Problem details:
Write out the passage from the thyroid cancer text exactly, starting at "We know that" and ending at "thyroid up front.".

Provided text:
--------------------

So when you’re looking at a slow-growing cancer that’s not likely to be fatal, it is very important to question whether immediate surgery is required, especially if it could harm quality of life.

How does MSK follow this approach of watchful waiting?

We have begun a tactic of active surveillance — a method pioneered very successfully at MSK with low-risk prostate cancer, another slow-growing type that historically has been overtreated. When someone comes in with a small papillary thyroid cancer that appears to be confined to the thyroid gland, we now try to determine whether he or she is a good candidate for observation.

If our thyroid cancer team feels that immediate surgery is not required, we offer the chance to have an ultrasound every six months for two years, when we will look closely at the site of the cancer and the nearby lymph nodes to see if there is any change. After two years, we start spacing out the ultrasounds, to every nine or 12 months.

We know that in the vast majority of cases, if thyroid cancer progresses, it’s going to happen very slowly — in which case our surgical treatments will almost certainly be as effective in the future as they would be now. There is a small chance we will identify spread of cancer cells to lymph nodes around the thyroid at some point. But the chance of this is actually the same whether we do active surveillance or take out the thyroid up front.

--------------------

Saved data entries:
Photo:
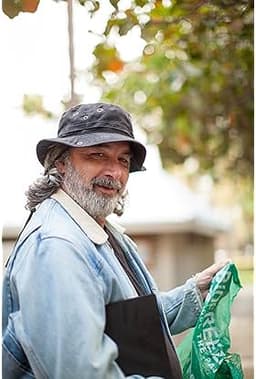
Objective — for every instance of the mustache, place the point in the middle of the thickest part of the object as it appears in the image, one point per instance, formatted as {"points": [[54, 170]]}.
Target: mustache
{"points": [[107, 182]]}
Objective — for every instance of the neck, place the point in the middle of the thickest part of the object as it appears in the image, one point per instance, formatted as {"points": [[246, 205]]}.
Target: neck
{"points": [[101, 221]]}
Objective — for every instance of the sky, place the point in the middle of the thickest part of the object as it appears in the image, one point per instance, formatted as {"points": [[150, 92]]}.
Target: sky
{"points": [[34, 51], [35, 60]]}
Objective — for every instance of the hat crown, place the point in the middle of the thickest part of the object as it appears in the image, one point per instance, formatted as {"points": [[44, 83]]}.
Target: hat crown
{"points": [[91, 118]]}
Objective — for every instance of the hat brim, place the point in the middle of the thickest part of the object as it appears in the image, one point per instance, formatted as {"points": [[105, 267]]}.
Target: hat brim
{"points": [[87, 140]]}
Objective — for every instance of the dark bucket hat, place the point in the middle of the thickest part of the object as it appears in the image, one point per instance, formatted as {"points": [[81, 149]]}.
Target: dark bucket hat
{"points": [[87, 125]]}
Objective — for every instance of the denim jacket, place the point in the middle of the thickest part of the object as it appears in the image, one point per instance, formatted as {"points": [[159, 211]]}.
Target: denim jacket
{"points": [[59, 278]]}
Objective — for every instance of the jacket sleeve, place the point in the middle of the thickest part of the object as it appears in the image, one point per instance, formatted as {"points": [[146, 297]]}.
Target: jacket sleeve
{"points": [[61, 319], [182, 306]]}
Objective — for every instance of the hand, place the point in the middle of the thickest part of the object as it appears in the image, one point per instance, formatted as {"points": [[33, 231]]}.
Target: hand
{"points": [[203, 279]]}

--------------------

Result of this exercise:
We know that in the vast majority of cases, if thyroid cancer progresses, it’s going to happen very slowly — in which case our surgical treatments will almost certainly be as effective in the future as they would be now. There is a small chance we will identify spread of cancer cells to lymph nodes around the thyroid at some point. But the chance of this is actually the same whether we do active surveillance or take out the thyroid up front.